_Given instruction_: Update the listing by changing "terracotta pot" to "clay flowerpot", keeping everything else the same.

** BEGIN Stored data **

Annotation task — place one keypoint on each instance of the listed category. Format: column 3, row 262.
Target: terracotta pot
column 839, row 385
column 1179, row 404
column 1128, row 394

** END Stored data **

_Final answer_:
Annotation task — place one keypoint on each instance of the listed category. Format: column 3, row 262.
Target: clay flowerpot
column 839, row 385
column 1179, row 404
column 1128, row 394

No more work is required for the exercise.